Fragmento del texto:
El telescopio James Webb, por ejemplo, ha replanteado teorías sobre la formación del universo. Aunque el Big Bang sigue siendo una pieza central en cosmología, nuevos datos sugieren que debemos revisar cómo ocurrió y qué lo precedió. De manera similar, el auge de la inteligencia artificial y la masificación del internet han transformado la forma en que trabajamos, vivimos y producimos bienes y servicios.
Cada vez queda menos espacio para explicaciones mágicas o sobrenaturales. Se puede afirmar, sin temor a equivocarnos, que vivimos la tercera gran revolución que cambiará nuestras vidas, hasta la próxima gran revolución. La primera ocurrió durante el Neolítico, cuando el sapiens aprendió a hacer herramientas de piedra y nació la agricultura. Pasamos del nomadismo al sedentarismo y a la formación de las primeras sociedades. La segunda fue la Revolución Industrial, que dio lugar a la producción capitalista, no como un capricho, sino como consecuencia lógica de la introducción de las máquinas y la producción en serie.
Ahora vivimos la citada revolución tecnológica, que apenas comienza, aunque sus primeros pasos se dieron en las últimas décadas del siglo pasado. La constante tras esos cambios profundos es que no es posible dar marcha atrás. Aunque habrá resistencias, miedos y retrocesos, al final la tendencia es hacia el progreso. Hay profundos retos frente a nosotros, que estas nuevas generaciones tendrán que afrontar.
El impacto de la ciencia, como ya lo mencioné al inicio, no se limita al entendimiento de fenómenos naturales. Esta nueva revolución ha desafiado ideas profundamente arraigadas, como la existencia de un diseñador omnipotente. En el pasado, cuando no se comprendían fenómenos como la lluvia o el fuego, se atribuían a divinidades. Hoy, esos «dioses de los huecos» han sido desplazados por las leyes de la física, pero la necesidad humana de creer persiste. Incluso en un mundo lleno de explicaciones científicas para casi todos los fenómenos, cerca del 70% de la humanidad mantiene la fe en un ser superior.
Este fenómeno no puede ser visto como producto de la ignorancia o de la manipulación de masas. La fe responde a una necesidad emocional y psicológica: el deseo de trascendencia, la esperanza de un más allá y el consuelo de que nuestras acciones tienen un propósito moral. Estas creencias no solo perduran, sino que se adaptan. Argumentos como el ajuste fino, el ontológico o el teleológico, que antes habrían sido rechazados por las religiones, hoy son cooptados para defender la existencia de un ser superior. Este cambio demuestra, también, la habilidad de las creencias para adaptarse frente a los avances científicos y tecnológicos.

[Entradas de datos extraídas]

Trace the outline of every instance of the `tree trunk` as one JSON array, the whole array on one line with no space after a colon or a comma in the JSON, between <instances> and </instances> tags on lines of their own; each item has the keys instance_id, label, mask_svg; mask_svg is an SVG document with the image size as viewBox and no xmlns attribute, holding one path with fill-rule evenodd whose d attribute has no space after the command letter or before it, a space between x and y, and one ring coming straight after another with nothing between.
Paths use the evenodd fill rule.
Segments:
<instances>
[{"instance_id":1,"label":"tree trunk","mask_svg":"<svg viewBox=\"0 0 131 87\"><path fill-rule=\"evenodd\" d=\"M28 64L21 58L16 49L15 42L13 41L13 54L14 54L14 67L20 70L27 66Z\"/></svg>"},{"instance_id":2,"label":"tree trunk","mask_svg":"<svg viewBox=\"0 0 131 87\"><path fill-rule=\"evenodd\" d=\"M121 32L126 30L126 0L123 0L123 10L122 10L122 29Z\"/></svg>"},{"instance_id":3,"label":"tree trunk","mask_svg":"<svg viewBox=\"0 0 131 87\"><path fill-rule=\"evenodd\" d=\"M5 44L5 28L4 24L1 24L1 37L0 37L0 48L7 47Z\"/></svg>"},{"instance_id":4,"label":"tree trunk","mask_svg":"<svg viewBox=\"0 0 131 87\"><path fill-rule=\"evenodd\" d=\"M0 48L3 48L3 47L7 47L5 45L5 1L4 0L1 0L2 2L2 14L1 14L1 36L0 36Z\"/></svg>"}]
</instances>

Instrucción dada 1:
Según el fragmento sobre la ciencia y la fe, ¿por qué la persistencia de la fe no puede considerarse producto de la ignorancia o de la manipulación de masas? Responda en una a tres oraciones.
Instrucción dada 2:
Transcriba literalmente el fragmento sobre la ciencia y la fe desde "Cada vez queda" hasta "producción en serie.", ambos incluidos.
Instrucción dada 3:
De acuerdo con el fragmento sobre la ciencia y la fe, ¿qué proporción de la humanidad mantiene la fe en un ser superior?

Resultado del ejercicio 1:
Porque la fe responde a una necesidad emocional y psicológica: el deseo de trascendencia, la esperanza de un más allá y el consuelo de que nuestras acciones tienen un propósito moral.

Resultado del ejercicio 2:
Cada vez queda menos espacio para explicaciones mágicas o sobrenaturales. Se puede afirmar, sin temor a equivocarnos, que vivimos la tercera gran revolución que cambiará nuestras vidas, hasta la próxima gran revolución. La primera ocurrió durante el Neolítico, cuando el sapiens aprendió a hacer herramientas de piedra y nació la agricultura. Pasamos del nomadismo al sedentarismo y a la formación de las primeras sociedades. La segunda fue la Revolución Industrial, que dio lugar a la producción capitalista, no como un capricho, sino como consecuencia lógica de la introducción de las máquinas y la producción en serie.

Resultado del ejercicio 3:
Cerca del 70%.